* Requirement 1:
In the passage on CNV2073 and lean mass, what share of the total lean mass variance at the right arm did CNV15q13.3 account for?
* Requirement 2:
Pick up the passage on CNV2073 and lean mass after its final sentence and continue it.

* Excerpted text:
*****

Table 2 P-values of the top 10 CNVs

CNV2073 locates from 2 83 77 089 to 2 85 36 721 bp (NCBI build 36.3) at chromosome 15q13.3. Three types of CN exist in the sample: CN=2, 3, and 4, with frequencies 0.06, 0.13 and 0.81, respectively. Compared with subjects with two CNs (normal diploid), subjects with three copies had 6.9% lower mean lean mass at R-arm, and subjects with four copies had 11.2% lower lean mass at R-arm (Figure 2). Linear regression analysis showed that CNV15q13.3 contributed to 1.0% of the total lean mass variance at R-arm.

Figure 2
figure 2

Mean R-arm lean mass values at different copy numbers for CNV2073. Copy numbers of 2, 3 and 4 exist for CNV2073. The y axis represents the mean lean mass at the right arm for a particular copy number. Error bars denote standard error.

Two genes, gremlin1 and chrfam7a, locate in the region 15q13.3, which is covered by CNV2073. Of them, gremlin1 is of particular interest. It is a candidate gene for LBM reported by both molecular function study19, 20, 21 and previous genetic linkage studies.22, 23 However, none of previous association studies has linked this gene to LBM variation yet.

*****

* Extracted entries:
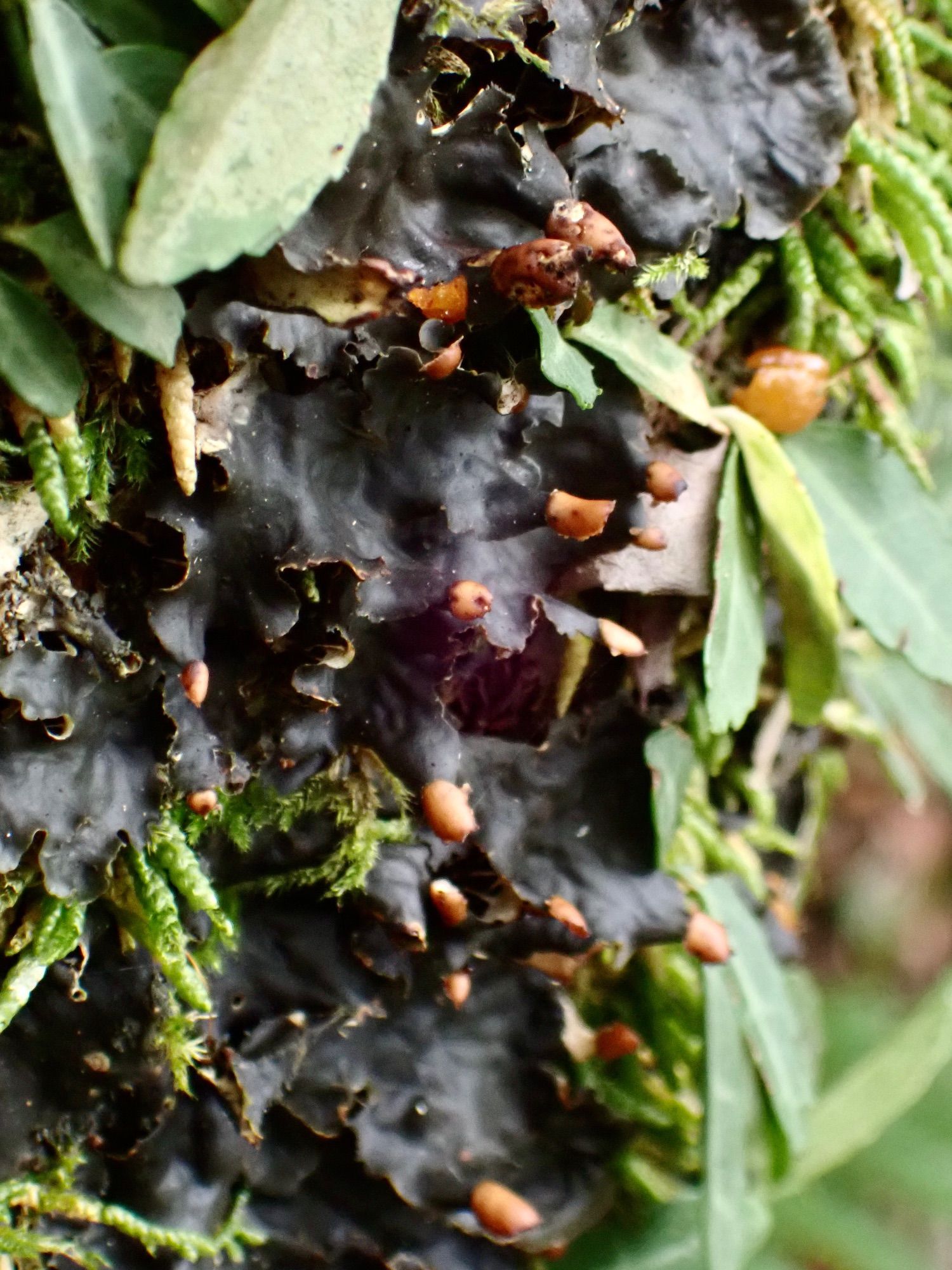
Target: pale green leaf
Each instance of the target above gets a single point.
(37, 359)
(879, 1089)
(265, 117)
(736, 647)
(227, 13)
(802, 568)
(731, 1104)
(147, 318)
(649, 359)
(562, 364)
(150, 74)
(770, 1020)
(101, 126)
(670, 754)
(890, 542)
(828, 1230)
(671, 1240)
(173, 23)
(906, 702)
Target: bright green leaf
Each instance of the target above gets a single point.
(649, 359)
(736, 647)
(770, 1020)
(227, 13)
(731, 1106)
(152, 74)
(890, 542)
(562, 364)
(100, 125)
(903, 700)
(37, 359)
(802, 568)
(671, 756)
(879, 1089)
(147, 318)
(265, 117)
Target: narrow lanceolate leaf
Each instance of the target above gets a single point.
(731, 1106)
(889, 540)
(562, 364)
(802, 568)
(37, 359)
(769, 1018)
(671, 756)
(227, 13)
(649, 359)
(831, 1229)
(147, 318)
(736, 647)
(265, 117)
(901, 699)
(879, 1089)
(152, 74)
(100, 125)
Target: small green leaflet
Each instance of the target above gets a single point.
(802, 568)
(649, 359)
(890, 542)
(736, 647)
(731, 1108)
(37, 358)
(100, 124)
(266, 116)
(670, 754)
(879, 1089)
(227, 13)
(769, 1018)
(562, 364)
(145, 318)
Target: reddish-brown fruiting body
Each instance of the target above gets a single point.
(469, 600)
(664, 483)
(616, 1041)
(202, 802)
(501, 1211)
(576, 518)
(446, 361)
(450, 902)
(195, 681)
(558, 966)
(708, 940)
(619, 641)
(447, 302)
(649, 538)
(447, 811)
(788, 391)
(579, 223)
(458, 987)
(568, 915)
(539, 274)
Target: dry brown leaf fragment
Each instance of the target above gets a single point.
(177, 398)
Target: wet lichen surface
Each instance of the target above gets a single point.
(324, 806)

*****

* Task answer 1:
It accounted for 1.0% of the total lean mass variance at the right arm.

* Task answer 2:
Discussion

Lean mass has a considerable heritability. Although previous SNP-aimed association studies have identified several candidate genes,6 vast majority of genetic mechanisms of lean mass remains unclear, which may reside in CNVs. To the best of our knowledge, this is the first GWAS between lean mass and CNVs in the Chinese population. We identified a candidate genomic region 15q13.3 and an associated gene gremlin1 at the genome-wide significance level. Notably, this region was also indicated to be important for lean mass variation in our two previous linkage studies.22, 23 The first study performed a large-scale whole genome linkage scan for lean mass involving 4498 individuals from 451 Caucasian families. The most pronounced linkage signal was found at 15q13.3 with the LOD score 4.86.22 The second genome-wide linkage scan of 434 Caucasian pedigrees gave a suggestive linkage signal at this region with the LOD score 2.72.23 The current study first implied that this region is also associated with lean mass in the Chinese population.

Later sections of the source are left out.